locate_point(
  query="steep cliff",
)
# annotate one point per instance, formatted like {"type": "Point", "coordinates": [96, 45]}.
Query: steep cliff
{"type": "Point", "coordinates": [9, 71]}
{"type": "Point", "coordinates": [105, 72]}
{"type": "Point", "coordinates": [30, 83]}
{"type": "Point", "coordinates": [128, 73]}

------------------------------------------------------------

▶ ACTIVITY: Starting from the line that contains "# annotate one", transcribe each line to the end of the records above. Please add nothing.

▶ TASK ANSWER:
# annotate one point per instance, formatted like {"type": "Point", "coordinates": [96, 45]}.
Query: steep cliff
{"type": "Point", "coordinates": [9, 71]}
{"type": "Point", "coordinates": [105, 72]}
{"type": "Point", "coordinates": [30, 83]}
{"type": "Point", "coordinates": [128, 73]}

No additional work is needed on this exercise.